[DATA FOR THE TASK — start]

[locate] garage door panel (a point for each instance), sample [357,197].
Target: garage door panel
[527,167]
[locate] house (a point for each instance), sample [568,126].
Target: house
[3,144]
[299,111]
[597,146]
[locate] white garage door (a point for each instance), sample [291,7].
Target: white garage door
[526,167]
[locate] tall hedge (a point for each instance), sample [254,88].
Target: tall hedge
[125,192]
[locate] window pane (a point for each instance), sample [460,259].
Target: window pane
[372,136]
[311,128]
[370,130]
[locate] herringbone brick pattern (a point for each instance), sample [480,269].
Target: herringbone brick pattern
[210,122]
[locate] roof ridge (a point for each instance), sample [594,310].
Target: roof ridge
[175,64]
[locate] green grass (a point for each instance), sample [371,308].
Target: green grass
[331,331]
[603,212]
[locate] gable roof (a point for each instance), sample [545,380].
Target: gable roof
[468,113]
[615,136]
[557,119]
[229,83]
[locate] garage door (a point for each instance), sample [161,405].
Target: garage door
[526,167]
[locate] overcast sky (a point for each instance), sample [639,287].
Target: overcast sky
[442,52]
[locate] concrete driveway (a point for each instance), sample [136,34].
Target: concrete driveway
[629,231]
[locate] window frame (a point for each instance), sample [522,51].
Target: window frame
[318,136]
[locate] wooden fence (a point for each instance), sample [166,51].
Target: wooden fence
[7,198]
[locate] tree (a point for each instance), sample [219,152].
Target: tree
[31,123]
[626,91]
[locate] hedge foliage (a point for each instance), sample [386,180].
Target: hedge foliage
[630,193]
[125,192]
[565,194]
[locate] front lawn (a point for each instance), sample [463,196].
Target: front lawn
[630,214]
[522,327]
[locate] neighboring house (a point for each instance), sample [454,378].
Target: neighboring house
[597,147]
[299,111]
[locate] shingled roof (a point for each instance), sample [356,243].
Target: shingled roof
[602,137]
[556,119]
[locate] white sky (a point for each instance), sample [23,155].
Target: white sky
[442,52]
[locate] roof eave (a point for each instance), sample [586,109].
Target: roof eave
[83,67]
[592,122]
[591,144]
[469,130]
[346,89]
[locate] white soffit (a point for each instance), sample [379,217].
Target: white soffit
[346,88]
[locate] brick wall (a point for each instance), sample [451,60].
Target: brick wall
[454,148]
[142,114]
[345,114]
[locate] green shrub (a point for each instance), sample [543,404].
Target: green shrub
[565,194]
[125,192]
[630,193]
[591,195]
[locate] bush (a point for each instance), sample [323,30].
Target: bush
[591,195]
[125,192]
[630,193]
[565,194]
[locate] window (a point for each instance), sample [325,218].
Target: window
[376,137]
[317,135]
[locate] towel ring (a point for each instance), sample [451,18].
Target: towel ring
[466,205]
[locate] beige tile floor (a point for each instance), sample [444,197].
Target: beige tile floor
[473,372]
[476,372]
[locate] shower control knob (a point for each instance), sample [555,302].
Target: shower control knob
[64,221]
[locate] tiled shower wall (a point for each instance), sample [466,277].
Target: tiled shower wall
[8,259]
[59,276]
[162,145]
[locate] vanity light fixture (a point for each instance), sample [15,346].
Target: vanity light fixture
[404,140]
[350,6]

[DATA FOR THE TASK — finish]

REQUIRED WORK: After locating the line containing "[locate] white soffit", give that line and every later line of the listing again exactly, up to and including the last.

RESULT:
[locate] white soffit (a point for each instance), sample [379,217].
Target: white soffit
[346,88]
[locate] brick wall (a point for each instance), sample [451,60].
Target: brick wall
[454,148]
[142,114]
[345,114]
[locate] green shrub (a point for each instance), sample [543,404].
Target: green shrub
[565,194]
[125,192]
[630,193]
[591,195]
[locate] bush (a point for each instance), sample [323,30].
Target: bush
[591,195]
[125,192]
[630,193]
[565,194]
[locate] window (a point for each instance), sample [325,218].
Target: window
[376,137]
[317,135]
[locate] towel ring (a point for each instance), sample [451,18].
Target: towel ring
[466,205]
[locate] beige tile floor (a point for each instance), sample [444,197].
Target: beige tile floor
[473,372]
[476,372]
[locate] shower control knob (a point for each instance), sample [555,302].
Target: shower control knob
[64,221]
[locate] tiled shower wall (a point for each instance), sample [466,277].
Target: tiled shower wall
[8,259]
[59,276]
[162,145]
[locate] vanity light fixture (a point for each instance), sample [15,346].
Target: vanity light fixture
[404,140]
[350,6]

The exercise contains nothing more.